Boundary annotation entries:
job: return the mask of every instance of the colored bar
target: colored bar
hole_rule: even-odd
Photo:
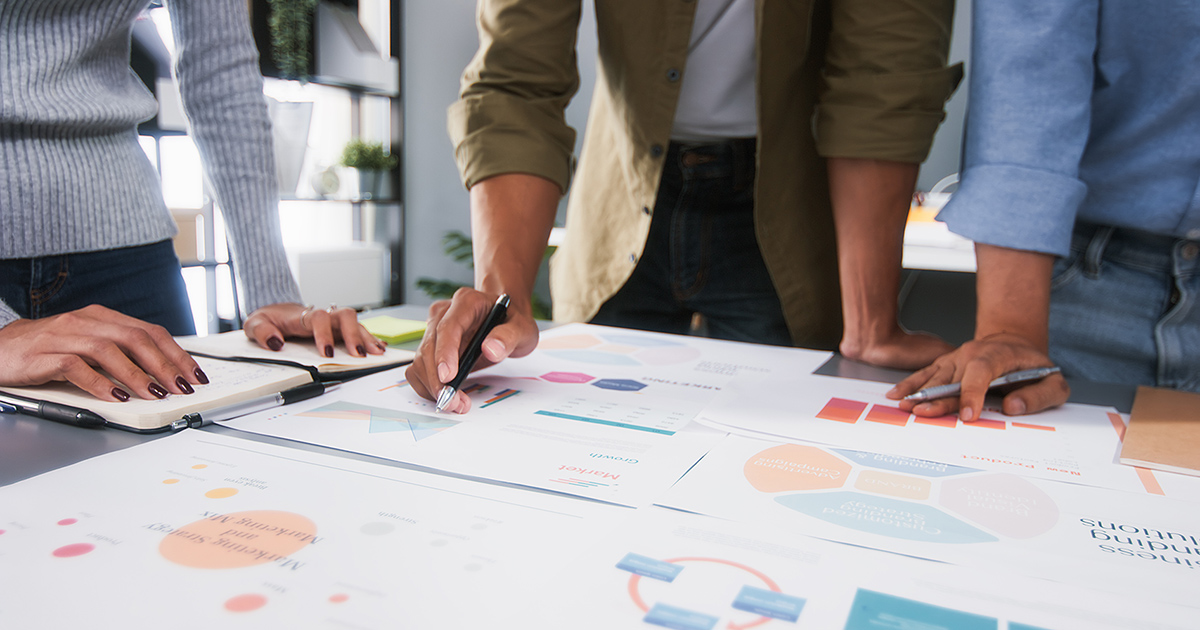
[[[905,426],[908,424],[908,412],[899,407],[888,407],[887,404],[874,404],[871,410],[866,412],[868,422],[880,422],[884,425],[893,426]]]
[[[1026,425],[1025,422],[1013,422],[1013,426],[1019,426],[1021,428],[1037,428],[1038,431],[1054,431],[1055,430],[1052,426]]]
[[[521,394],[521,390],[518,390],[518,389],[506,389],[504,391],[498,391],[498,392],[496,392],[496,396],[492,396],[491,398],[484,401],[484,404],[480,404],[479,408],[482,409],[484,407],[488,407],[491,404],[496,404],[496,403],[503,401],[504,398],[510,398],[512,396],[516,396],[517,394]]]
[[[853,425],[858,421],[858,416],[863,415],[863,409],[866,409],[865,402],[829,398],[829,402],[817,412],[817,418]]]
[[[620,428],[632,428],[634,431],[646,431],[647,433],[674,436],[674,431],[666,431],[664,428],[650,428],[648,426],[626,425],[625,422],[613,422],[612,420],[598,420],[595,418],[560,414],[558,412],[534,412],[534,413],[538,415],[548,415],[551,418],[562,418],[563,420],[578,420],[580,422],[592,422],[593,425],[619,426]]]
[[[742,587],[738,598],[733,600],[733,607],[739,611],[796,623],[800,618],[800,611],[804,608],[804,599],[745,586]]]
[[[998,428],[1001,431],[1008,428],[1008,424],[1003,420],[976,420],[974,422],[962,422],[962,426],[977,426],[980,428]]]
[[[913,422],[918,425],[944,426],[946,428],[954,428],[959,426],[959,419],[954,415],[940,415],[937,418],[922,418],[918,415]]]
[[[721,619],[712,614],[677,608],[666,604],[655,604],[650,612],[642,618],[643,622],[672,630],[712,630],[716,622]]]
[[[662,582],[674,582],[674,578],[679,577],[679,571],[683,571],[683,566],[678,564],[649,558],[640,553],[626,553],[617,563],[617,569]]]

Stated problem:
Rewrite the entries above, changing every "colored bar" to "painted bar" and keeping everything else the same. Leave the picture out.

Written solution:
job: return the mask of every instance of the painted bar
target: painted bar
hole_rule: even-odd
Photo:
[[[905,426],[908,424],[908,412],[899,407],[888,407],[887,404],[874,404],[871,410],[866,412],[868,422],[880,422],[884,425],[893,426]]]
[[[1026,425],[1025,422],[1013,422],[1013,426],[1019,426],[1021,428],[1037,428],[1038,431],[1054,431],[1055,430],[1052,426]]]
[[[521,394],[521,390],[518,390],[518,389],[506,389],[504,391],[498,391],[498,392],[496,392],[496,396],[492,396],[491,398],[484,401],[484,404],[480,404],[479,408],[482,409],[484,407],[488,407],[491,404],[496,404],[496,403],[503,401],[504,398],[510,398],[512,396],[516,396],[517,394]]]
[[[853,425],[858,421],[858,416],[863,415],[863,409],[866,409],[865,402],[829,398],[829,402],[817,412],[817,418]]]
[[[620,428],[632,428],[634,431],[646,431],[647,433],[674,436],[674,431],[666,431],[664,428],[650,428],[648,426],[626,425],[625,422],[613,422],[612,420],[598,420],[595,418],[560,414],[558,412],[534,412],[534,413],[538,415],[548,415],[551,418],[562,418],[563,420],[578,420],[580,422],[592,422],[593,425],[619,426]]]
[[[742,587],[738,598],[733,600],[733,607],[739,611],[796,623],[800,618],[800,611],[804,608],[804,599],[745,586]]]
[[[998,428],[1001,431],[1008,428],[1008,424],[1003,420],[976,420],[974,422],[962,422],[962,426],[977,426],[980,428]]]
[[[913,422],[918,425],[944,426],[946,428],[954,428],[959,426],[959,419],[954,415],[940,415],[937,418],[922,418],[918,415]]]
[[[721,619],[712,614],[677,608],[666,604],[655,604],[650,612],[642,618],[643,622],[672,630],[712,630],[716,622]]]
[[[662,582],[674,582],[674,578],[679,577],[679,571],[683,571],[683,566],[678,564],[649,558],[640,553],[626,553],[617,563],[617,569]]]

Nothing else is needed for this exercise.